╭─ Provided data
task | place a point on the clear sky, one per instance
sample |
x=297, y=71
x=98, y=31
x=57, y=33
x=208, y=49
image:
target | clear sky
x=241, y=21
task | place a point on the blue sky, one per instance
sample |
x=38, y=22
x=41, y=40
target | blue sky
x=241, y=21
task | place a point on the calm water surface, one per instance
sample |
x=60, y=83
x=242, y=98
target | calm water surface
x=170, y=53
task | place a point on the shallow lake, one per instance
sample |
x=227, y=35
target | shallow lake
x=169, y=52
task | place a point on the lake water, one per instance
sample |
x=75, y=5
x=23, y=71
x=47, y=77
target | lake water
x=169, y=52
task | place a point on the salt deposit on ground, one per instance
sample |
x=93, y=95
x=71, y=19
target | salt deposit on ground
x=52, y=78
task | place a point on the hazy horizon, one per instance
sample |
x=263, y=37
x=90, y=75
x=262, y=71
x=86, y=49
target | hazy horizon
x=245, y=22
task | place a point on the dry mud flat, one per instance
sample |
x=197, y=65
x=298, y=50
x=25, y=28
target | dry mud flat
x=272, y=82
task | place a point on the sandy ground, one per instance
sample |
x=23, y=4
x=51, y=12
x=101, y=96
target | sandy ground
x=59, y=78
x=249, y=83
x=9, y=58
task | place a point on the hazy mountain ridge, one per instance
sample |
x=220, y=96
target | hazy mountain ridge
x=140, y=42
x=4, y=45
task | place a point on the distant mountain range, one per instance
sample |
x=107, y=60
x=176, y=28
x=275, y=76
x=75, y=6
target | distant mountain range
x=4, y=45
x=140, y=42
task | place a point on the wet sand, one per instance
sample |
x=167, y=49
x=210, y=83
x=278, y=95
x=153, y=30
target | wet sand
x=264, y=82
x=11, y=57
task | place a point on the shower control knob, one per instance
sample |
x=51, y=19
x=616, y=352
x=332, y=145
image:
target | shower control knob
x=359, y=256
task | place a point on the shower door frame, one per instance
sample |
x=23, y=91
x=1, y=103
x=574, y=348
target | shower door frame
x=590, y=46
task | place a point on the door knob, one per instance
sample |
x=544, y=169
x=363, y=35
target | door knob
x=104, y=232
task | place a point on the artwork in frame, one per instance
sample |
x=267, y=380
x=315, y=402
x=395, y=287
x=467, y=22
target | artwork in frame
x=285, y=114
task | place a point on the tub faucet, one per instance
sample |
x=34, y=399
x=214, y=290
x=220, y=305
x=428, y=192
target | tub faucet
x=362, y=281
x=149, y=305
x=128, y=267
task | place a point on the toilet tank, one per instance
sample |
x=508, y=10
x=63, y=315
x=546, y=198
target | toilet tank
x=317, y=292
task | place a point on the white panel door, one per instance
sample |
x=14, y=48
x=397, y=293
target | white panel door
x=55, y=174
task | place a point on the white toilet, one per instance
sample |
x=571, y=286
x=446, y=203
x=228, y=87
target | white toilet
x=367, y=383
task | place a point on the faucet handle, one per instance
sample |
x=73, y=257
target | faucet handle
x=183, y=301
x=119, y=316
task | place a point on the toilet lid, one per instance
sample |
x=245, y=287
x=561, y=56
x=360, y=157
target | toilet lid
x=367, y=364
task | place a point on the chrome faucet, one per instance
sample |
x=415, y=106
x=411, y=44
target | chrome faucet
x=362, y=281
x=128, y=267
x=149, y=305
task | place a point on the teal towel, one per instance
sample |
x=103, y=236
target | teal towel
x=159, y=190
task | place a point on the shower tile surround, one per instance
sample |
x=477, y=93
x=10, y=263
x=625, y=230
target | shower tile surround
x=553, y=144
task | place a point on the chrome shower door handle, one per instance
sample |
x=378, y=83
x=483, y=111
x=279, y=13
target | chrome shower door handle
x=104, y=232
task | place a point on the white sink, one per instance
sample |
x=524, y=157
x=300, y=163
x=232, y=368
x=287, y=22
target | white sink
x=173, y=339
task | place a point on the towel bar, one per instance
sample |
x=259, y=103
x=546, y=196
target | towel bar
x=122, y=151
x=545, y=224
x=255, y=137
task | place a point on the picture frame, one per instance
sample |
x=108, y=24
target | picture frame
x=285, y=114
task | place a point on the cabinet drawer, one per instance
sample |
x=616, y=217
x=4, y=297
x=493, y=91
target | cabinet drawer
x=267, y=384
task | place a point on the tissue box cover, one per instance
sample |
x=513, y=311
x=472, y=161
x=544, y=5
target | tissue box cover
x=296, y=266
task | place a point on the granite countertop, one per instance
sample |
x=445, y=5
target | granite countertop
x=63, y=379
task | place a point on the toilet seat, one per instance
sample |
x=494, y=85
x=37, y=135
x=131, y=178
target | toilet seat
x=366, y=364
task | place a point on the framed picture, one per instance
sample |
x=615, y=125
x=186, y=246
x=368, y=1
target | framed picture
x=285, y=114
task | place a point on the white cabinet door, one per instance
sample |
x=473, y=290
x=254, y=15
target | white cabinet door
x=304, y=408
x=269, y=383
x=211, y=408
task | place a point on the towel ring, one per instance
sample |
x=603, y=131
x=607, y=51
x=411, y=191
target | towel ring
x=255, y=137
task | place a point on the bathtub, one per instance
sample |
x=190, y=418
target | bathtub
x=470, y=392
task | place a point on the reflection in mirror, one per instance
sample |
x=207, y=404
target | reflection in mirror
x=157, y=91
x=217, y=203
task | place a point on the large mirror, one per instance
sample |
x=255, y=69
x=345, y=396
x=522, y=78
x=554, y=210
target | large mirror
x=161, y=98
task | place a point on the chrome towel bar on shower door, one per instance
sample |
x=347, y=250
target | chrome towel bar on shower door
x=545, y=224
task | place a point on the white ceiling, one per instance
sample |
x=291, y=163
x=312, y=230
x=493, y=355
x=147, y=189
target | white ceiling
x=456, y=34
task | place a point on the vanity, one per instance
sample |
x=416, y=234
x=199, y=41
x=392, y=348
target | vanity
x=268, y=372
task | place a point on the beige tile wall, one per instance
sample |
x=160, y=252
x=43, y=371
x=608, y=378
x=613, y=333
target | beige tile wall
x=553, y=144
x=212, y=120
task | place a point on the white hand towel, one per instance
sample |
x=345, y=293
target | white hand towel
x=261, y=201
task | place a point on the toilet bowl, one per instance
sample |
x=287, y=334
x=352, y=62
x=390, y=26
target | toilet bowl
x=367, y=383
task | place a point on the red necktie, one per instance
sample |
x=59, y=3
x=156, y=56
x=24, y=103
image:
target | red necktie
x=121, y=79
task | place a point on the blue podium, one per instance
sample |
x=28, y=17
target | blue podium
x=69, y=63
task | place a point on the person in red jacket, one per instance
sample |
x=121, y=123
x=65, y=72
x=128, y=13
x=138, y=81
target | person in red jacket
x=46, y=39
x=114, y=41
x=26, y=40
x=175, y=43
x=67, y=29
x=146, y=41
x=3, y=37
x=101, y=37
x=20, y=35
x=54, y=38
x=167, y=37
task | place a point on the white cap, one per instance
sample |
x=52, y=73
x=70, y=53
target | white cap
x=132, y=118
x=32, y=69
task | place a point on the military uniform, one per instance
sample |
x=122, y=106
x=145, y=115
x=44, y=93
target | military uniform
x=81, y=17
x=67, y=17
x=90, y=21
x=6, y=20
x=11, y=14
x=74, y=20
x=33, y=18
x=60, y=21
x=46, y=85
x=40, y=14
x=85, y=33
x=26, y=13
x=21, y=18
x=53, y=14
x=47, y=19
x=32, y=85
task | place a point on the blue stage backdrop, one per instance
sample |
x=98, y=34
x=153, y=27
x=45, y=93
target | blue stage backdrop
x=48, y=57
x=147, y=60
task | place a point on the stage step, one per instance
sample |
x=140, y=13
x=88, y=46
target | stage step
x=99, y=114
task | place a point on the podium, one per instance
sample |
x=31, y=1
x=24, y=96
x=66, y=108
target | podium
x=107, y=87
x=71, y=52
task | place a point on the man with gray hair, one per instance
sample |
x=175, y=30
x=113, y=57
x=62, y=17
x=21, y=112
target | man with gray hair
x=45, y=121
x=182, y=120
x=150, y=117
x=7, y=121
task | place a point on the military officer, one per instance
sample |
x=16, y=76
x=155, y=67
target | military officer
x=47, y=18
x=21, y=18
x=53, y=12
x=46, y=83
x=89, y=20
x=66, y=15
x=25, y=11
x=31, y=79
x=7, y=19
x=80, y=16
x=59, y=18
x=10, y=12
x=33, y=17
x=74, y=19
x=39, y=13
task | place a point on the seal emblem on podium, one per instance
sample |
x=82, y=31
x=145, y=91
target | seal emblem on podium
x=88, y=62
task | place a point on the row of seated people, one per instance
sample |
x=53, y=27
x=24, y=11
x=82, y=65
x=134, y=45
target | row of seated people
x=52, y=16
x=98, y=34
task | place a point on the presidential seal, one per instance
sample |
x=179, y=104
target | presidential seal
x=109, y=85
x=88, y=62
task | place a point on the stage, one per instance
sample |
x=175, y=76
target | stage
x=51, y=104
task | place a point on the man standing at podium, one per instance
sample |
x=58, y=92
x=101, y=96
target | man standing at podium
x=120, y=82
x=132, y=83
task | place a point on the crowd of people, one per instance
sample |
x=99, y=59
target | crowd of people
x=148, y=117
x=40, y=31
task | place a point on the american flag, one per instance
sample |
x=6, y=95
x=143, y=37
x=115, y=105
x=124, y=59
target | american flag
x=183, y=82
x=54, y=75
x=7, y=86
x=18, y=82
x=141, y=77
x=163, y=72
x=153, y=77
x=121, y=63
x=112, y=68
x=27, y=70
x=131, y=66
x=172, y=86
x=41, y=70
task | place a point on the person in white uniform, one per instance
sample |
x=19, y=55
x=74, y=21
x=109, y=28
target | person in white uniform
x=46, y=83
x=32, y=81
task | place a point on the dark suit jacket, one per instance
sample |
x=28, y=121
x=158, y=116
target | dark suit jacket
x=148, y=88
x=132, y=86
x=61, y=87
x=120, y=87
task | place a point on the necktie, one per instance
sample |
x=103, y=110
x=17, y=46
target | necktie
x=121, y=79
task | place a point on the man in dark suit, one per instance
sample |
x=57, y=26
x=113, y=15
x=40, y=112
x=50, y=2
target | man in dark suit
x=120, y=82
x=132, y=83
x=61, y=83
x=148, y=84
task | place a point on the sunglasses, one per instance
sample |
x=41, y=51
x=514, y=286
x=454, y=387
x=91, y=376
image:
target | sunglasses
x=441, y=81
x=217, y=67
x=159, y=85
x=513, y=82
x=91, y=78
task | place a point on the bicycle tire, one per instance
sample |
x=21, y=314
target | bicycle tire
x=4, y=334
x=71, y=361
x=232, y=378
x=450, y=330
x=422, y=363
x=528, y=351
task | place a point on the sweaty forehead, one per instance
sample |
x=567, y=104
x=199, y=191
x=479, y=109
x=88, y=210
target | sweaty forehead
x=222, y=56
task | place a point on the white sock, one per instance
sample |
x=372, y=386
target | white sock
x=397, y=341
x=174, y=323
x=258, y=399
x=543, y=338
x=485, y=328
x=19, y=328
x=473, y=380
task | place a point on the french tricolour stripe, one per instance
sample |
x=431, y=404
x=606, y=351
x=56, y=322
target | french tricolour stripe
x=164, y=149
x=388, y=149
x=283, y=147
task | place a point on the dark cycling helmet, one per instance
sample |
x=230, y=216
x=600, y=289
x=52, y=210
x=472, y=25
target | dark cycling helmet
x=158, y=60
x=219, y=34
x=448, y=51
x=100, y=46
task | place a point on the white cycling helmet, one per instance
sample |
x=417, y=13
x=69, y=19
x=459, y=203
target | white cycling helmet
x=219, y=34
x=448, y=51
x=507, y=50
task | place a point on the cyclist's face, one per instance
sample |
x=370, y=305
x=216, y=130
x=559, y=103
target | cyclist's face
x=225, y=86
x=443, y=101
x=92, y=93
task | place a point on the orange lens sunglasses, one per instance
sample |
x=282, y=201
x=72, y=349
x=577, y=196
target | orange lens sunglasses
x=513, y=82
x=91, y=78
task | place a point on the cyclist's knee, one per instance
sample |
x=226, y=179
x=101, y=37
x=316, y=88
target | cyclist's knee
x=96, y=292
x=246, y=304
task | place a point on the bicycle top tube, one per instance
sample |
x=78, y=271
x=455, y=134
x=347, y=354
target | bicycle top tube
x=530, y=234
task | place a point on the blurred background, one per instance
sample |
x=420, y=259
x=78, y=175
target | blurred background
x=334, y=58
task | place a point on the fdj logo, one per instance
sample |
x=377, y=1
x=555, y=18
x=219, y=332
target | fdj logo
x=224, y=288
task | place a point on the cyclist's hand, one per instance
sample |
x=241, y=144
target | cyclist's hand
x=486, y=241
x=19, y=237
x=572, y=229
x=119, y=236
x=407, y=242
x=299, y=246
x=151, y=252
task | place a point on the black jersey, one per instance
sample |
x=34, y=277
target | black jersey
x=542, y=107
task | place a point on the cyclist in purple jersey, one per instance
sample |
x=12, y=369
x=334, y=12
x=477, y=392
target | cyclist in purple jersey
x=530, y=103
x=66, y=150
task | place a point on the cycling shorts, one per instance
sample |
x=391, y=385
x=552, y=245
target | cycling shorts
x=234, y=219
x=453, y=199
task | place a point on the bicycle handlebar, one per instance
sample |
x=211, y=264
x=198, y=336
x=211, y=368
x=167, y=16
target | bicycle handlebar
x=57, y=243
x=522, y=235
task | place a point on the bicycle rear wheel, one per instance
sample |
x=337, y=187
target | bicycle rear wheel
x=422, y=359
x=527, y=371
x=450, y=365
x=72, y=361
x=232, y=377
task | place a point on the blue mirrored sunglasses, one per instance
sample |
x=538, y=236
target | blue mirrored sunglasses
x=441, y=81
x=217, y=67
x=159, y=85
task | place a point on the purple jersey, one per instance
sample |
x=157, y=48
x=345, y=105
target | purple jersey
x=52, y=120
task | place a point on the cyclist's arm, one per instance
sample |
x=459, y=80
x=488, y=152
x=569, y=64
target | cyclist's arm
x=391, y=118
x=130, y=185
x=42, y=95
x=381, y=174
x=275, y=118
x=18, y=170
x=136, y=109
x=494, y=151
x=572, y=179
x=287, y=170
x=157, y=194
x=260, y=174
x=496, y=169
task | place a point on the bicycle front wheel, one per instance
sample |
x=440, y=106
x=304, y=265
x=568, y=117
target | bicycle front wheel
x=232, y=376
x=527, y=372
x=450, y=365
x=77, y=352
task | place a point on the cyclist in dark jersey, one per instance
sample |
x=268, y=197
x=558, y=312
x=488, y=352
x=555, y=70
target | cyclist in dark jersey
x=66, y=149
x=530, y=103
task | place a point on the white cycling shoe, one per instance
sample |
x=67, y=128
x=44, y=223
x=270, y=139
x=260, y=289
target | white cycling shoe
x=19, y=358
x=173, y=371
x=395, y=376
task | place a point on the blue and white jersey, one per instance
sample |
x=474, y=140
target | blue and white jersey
╰─
Copy out the range of lines above starting at the line with "target | dark suit jacket" and ending at the line with "task | place a point on the sunglasses, one", exactly and including both.

Solution:
target | dark suit jacket
x=148, y=88
x=132, y=86
x=61, y=87
x=120, y=87
task | place a point on the necktie, one per instance
sample |
x=103, y=110
x=17, y=46
target | necktie
x=121, y=79
task | place a point on the man in dark suit, one per instance
sample |
x=57, y=26
x=113, y=15
x=40, y=112
x=50, y=2
target | man in dark suit
x=120, y=82
x=132, y=83
x=61, y=83
x=148, y=84
task | place a point on the sunglasses, one per instance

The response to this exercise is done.